• **DOCUMENT EXCERPT**

BEGIN

Andrew J. Armstrong, MD, ScM, discusses the methods behind a study that established a digital pathology biomarker for the benefit of androgen deprivation therapy in localized high-risk prostate cancer.
Andrew J. Armstrong, MD, ScM, professor of Medicine, Surgery, Pharmacology, and Cancer Biology at Duke University School of Medicine, and member at Duke Cancer Institute, discusses the methods behind a study that established a digital pathology biomarker for the benefit of androgen deprivation therapy (ADT) in localized high-risk prostate cancer.
According to Armstrong, he and his fellow investigators hypothesized that artificial intelligence (AI) tools could identify predictive biomarkers for long-term benefit from ADT and for higher risk of poor outcomes without intensified therapy. Using biopsy data from NRG cooperative group trials, they identified a biomarker based on digital pathology, as well as age, PSA, Gleason score, and T stage.
They validated the effectiveness of this AI-derived biomarker by testing it on the data from the NRG/RTOG 9202 (NCT00767286) trial, which established the benefit of long-term ADT in some men. The AI biomarker proved to be prognostic of distant metastases in the study’s patients and of prostate cancer-specific mortality for the duration of ADT, which were the RTOG 9202 study’s primary and secondary end points. This approach was able to find key features that were missed with clinical biomarkers, Armstrong says.

END

• **CHECK YOUR UNDERSTANDING**
1. Output the passage of the prostate cancer biomarker text from "According to Armstrong, he" up to and including "and T stage.".
2. Pick up the text on the prostate cancer biomarker study after its last sentence and keep writing it.
The rows after this point are not needed for anything here.

• **DATA SHOWN**
BEGIN

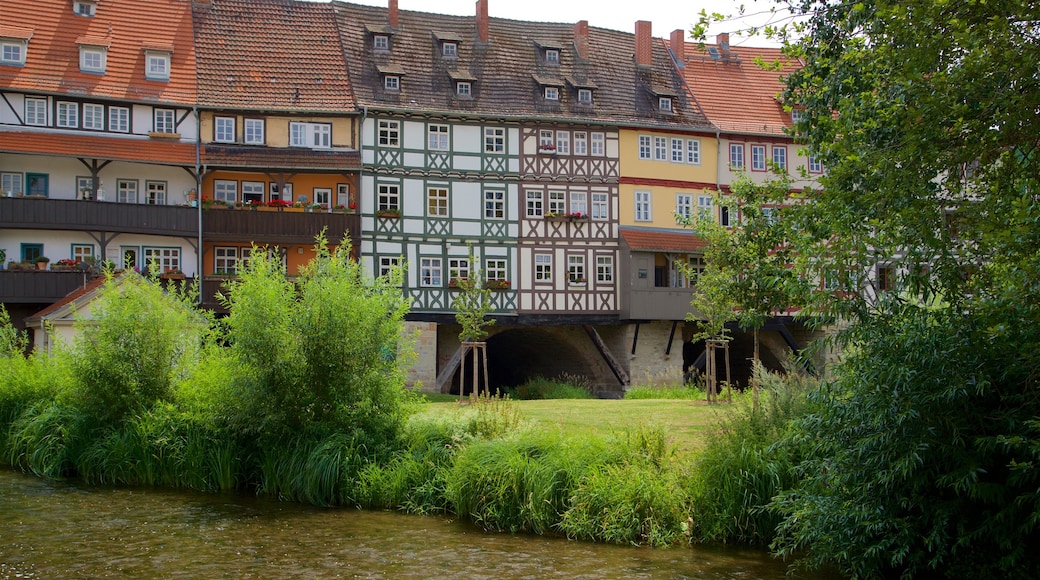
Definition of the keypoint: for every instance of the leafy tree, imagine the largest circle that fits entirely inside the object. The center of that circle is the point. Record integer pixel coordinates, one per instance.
(927, 444)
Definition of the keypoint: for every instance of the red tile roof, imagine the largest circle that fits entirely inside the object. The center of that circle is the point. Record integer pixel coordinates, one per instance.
(126, 27)
(270, 54)
(735, 93)
(117, 149)
(648, 240)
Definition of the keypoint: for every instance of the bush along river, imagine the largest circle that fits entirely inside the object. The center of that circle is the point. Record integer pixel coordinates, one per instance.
(61, 529)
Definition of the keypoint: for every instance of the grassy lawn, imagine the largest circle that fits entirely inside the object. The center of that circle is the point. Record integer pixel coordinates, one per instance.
(684, 422)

END

• **ANSWERS TO THE TASKS**
1.
According to Armstrong, he and his fellow investigators hypothesized that artificial intelligence (AI) tools could identify predictive biomarkers for long-term benefit from ADT and for higher risk of poor outcomes without intensified therapy. Using biopsy data from NRG cooperative group trials, they identified a biomarker based on digital pathology, as well as age, PSA, Gleason score, and T stage.

2.
TRANSCRIPTION:
0:08 | We hypothesized that artificial intelligence tools leveraging digital pathology may identify predictive biomarkers that could identify men that had an excellent long-term outcomes, but with a short version of ADT. Likewise, there may be some intermediate-risk men that actually have high-risk pathology features that may need intensified therapy. To validate this, we used a large collection of phase 3 clinical trials through the NRG cooperative group. That's one of the great things about this study. It took digital pathology images from prostate biopsies from all over North America that were conducted as part of legacy trials going back 20 years.
We developed this biomarker using digital pathology, as well as clinical variables like age, PSA, Gleason score, T stage, and incorporated that into an AI tool, which became a biomarker that was then locked, and then validated externally in a prospective randomized phase 3 study called RTG 9202. We picked this trial because it was a positive study that changed practice many years ago. This taught us that long-term ADT did improve survival in some men, and overall, was a positive study for survival and changed our practice. What we found is that the AI biomarker which we validated learned from digital pathology key features that are missed with typical clinical biomarkers.